Work order — For the records below, print every one exactly, with nothing dropped.

Records to use —
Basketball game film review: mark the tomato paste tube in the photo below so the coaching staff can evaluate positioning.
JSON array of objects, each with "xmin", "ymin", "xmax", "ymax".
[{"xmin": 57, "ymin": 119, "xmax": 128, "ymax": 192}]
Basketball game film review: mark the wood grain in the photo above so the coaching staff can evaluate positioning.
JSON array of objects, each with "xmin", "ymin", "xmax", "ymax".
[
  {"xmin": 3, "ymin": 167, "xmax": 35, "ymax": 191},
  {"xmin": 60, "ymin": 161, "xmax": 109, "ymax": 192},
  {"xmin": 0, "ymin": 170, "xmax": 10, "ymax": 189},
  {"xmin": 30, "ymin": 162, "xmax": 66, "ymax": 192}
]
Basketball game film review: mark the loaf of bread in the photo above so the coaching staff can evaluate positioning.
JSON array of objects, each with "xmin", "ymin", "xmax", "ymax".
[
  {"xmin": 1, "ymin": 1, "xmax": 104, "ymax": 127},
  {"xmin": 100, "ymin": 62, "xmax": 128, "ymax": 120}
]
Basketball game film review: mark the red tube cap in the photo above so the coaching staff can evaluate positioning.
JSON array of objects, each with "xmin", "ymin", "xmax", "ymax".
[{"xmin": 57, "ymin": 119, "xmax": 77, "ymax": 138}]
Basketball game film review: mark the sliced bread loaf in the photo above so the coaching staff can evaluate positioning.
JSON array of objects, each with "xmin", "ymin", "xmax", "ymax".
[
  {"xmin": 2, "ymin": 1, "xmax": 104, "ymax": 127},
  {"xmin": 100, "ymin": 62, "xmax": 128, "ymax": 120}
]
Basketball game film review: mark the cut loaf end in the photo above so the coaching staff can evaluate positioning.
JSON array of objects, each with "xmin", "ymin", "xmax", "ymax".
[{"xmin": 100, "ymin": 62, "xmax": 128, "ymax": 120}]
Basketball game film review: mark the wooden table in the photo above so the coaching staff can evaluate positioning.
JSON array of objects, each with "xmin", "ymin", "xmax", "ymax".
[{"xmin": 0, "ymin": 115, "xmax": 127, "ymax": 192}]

Written response —
Basketball game film review: mark the tomato paste tube in the photo below so the coaching staff can evaluate positioning.
JSON array of objects, each with "xmin", "ymin", "xmax", "ymax".
[{"xmin": 57, "ymin": 119, "xmax": 128, "ymax": 192}]
Basketball game film review: mark the wood grain in the photo above so the coaching staff can evaluate positioning.
JSON array of objects, each with "xmin", "ymin", "xmax", "ymax".
[
  {"xmin": 3, "ymin": 167, "xmax": 35, "ymax": 191},
  {"xmin": 60, "ymin": 161, "xmax": 109, "ymax": 192},
  {"xmin": 0, "ymin": 170, "xmax": 10, "ymax": 189},
  {"xmin": 30, "ymin": 162, "xmax": 66, "ymax": 192}
]
Basketball game film review: mark the loaf of bread in the photo above so the coaching staff can evaluate positioning.
JSON array of objects, each with "xmin", "ymin", "xmax", "ymax".
[
  {"xmin": 1, "ymin": 1, "xmax": 104, "ymax": 127},
  {"xmin": 100, "ymin": 62, "xmax": 128, "ymax": 120}
]
Basketball game film review: mark the red tube cap in the photo above so the coaching staff can evaluate positioning.
JSON array of objects, each with "xmin", "ymin", "xmax", "ymax".
[{"xmin": 57, "ymin": 119, "xmax": 77, "ymax": 138}]
Basketball game film review: mark the sliced bread loaf in the photo above so the coaching staff can evaluate positioning.
JSON array of objects, each with "xmin", "ymin", "xmax", "ymax".
[
  {"xmin": 2, "ymin": 1, "xmax": 104, "ymax": 127},
  {"xmin": 100, "ymin": 62, "xmax": 128, "ymax": 120}
]
Basketball game film review: mark the cut loaf end in the photo above so the coaching staff can evaluate positioning.
JSON array of objects, each with "xmin", "ymin", "xmax", "ymax".
[{"xmin": 100, "ymin": 62, "xmax": 128, "ymax": 120}]
Basketball game film review: mark the wooden table in the photo above so the coaching staff can evaluate positioning.
JSON array of objects, each with "xmin", "ymin", "xmax", "ymax".
[{"xmin": 0, "ymin": 115, "xmax": 127, "ymax": 192}]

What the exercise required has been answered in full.